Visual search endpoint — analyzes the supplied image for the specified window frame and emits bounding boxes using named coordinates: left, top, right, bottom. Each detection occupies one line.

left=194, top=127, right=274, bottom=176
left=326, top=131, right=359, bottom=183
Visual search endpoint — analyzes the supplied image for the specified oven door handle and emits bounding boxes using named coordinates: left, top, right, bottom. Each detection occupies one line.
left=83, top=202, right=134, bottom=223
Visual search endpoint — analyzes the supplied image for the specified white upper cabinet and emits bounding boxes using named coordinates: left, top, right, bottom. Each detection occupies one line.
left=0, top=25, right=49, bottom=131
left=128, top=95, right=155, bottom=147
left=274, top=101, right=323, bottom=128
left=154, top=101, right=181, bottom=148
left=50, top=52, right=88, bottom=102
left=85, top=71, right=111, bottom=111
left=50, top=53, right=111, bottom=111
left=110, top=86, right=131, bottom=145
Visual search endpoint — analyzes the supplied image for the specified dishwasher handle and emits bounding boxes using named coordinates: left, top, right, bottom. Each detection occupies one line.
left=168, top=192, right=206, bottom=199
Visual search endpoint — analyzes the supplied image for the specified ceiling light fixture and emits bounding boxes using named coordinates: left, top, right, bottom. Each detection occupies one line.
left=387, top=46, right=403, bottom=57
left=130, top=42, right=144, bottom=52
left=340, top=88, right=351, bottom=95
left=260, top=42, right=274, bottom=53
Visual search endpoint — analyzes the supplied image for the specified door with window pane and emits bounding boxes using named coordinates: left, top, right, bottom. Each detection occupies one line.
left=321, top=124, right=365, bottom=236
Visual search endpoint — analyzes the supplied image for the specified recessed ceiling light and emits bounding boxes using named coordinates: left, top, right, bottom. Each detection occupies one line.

● ● ● ● ●

What needs to be done ▸
Could you reproduce all of the material above line for line, without changing a single character?

Response to the exercise ▸
Visual search endpoint — analyzes the supplied image for the specified window frame and emits bounding boxes using named coordinates: left, top, right, bottom. Each detection occupies one line.

left=194, top=127, right=274, bottom=176
left=326, top=131, right=359, bottom=183
Visual search endpoint — analyzes the supplied image for the specified oven door handle and emits bounding boxes using named coordinates: left, top, right, bottom. Each detection occupies one line.
left=83, top=202, right=134, bottom=223
Visual search endpoint — analyzes the supplied image for the specified white upper cabinet and emits bounding boxes using named coordinates: left, top, right, bottom. Each detection occupies one line.
left=0, top=25, right=49, bottom=131
left=128, top=95, right=155, bottom=147
left=274, top=101, right=323, bottom=128
left=154, top=101, right=181, bottom=148
left=50, top=52, right=88, bottom=102
left=85, top=71, right=111, bottom=111
left=50, top=53, right=111, bottom=111
left=110, top=86, right=131, bottom=145
Visual search endpoint — analyzes the supplied image for the specified dishwasher handle and emits bounding boxes using named coordinates: left, top, right, bottom. Each detection occupies one line.
left=168, top=192, right=206, bottom=199
Visual search endpoint — analyzes the supplied image for the specified ceiling light fixture and emits bounding boxes using named coordinates: left, top, right, bottom. Each detection occupies one line.
left=387, top=46, right=403, bottom=57
left=130, top=42, right=144, bottom=52
left=340, top=88, right=351, bottom=95
left=260, top=42, right=274, bottom=53
Visual search endpoint — analyzes the supplied image for the specified door with window pane and emits bounding boxes using named coordinates: left, top, right, bottom. Each detection occupies one line.
left=321, top=124, right=365, bottom=236
Visual search endpoint — analyzes the supplied image for the specified recessed ceiling light and emits bounding boxes using named coordinates: left, top, right, bottom. Each detection occupies one line.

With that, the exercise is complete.